= Data for this task =
- - - -
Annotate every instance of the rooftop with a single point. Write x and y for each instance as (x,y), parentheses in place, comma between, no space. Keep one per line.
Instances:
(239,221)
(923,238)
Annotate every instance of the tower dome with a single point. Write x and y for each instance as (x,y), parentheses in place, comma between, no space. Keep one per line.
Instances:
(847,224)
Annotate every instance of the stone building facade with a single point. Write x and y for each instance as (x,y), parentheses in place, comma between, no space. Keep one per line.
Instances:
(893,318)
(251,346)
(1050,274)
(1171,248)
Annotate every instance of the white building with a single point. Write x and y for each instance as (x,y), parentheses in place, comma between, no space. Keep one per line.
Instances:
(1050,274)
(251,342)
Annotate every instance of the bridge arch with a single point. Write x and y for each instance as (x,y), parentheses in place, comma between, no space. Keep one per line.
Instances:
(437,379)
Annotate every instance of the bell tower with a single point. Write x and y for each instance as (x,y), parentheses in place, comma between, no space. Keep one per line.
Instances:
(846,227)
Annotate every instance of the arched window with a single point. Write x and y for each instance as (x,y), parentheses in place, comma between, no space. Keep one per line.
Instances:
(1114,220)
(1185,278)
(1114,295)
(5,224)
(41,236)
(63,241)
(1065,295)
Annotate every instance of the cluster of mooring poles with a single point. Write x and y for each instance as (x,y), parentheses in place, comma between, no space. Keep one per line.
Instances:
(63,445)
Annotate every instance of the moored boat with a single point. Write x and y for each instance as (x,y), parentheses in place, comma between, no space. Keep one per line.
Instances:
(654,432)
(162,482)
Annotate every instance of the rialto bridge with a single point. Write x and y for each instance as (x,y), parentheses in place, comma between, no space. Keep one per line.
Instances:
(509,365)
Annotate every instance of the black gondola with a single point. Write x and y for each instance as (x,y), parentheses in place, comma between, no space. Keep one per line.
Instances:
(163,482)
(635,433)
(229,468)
- - - -
= Task to complete =
Lay out all the items above as a two-column CSV with the headers instruction and points, one row per item. Put each item's text and its answer in their own quoted fields, with every line break replaced by a space.

= Exercise result =
instruction,points
"Annotate every instance of the rooftop with a single point. Write x and y for each instance as (x,y), parentheses in place, comma between, no space. Keep one per line. Instances:","(239,221) (923,238)"
"Annotate every instance of the tower dome with a single point. Write x and y for each instance as (x,y), parentheses in place, comma between, no space. Keep one per line. Instances:","(847,224)"
"Annotate every instance of the stone building facade with a single point. Write x and y for each instance as (x,y), parentheses in place, comma between, no space. Keep one per line. Instances:","(893,318) (251,346) (1050,274) (1171,248)"
"Annotate every instance of the white building with a single point. Write x and y for each instance as (x,y), parentheses in place, comma between, no space. Keep one per line. Instances:","(1050,274) (251,342)"
"Annotate every instance of the bridge arch with a single point. Write x and y for each instance as (x,y), parentheses in place, comma between, no space. Keep one per line. Instances:","(437,379)"
"Annotate every instance of the bell tower with a single point. Write x and y for each instance as (x,y), parentheses in place, comma between, no space. Keep one per line. Instances:","(846,227)"
"Annotate every instance of the arched window with a single point. Write x and y for each instance as (x,y), parentheses in place, comma between, no space. Keep one per line. Instances:","(1114,220) (1185,278) (1114,295) (5,224) (41,236) (63,241) (1065,295)"
"Annotate every instance of the cluster of mooring poles with a single point. Write x and y for each instance as (x,y), parentheses in place, comma between, no space. Keep one per line. Instances:","(63,445)"
"Annotate every instance of the moored boat with a single point. Write x and y for each instance as (x,y), parentheses in place, comma between, no space. Keep one per line. Instances:","(654,432) (162,482)"
"Annotate every instance of the rialto bridge with a single point. Write x and y for each instance as (x,y), parentheses in place, comma between, no space. Keep one per line. Instances:","(509,365)"
"Annotate every instance of the black gondola with a single point. Write x and y for each instance as (x,y), parentheses in place, comma between, no space. Keep one per line. Instances:","(163,482) (635,433) (229,468)"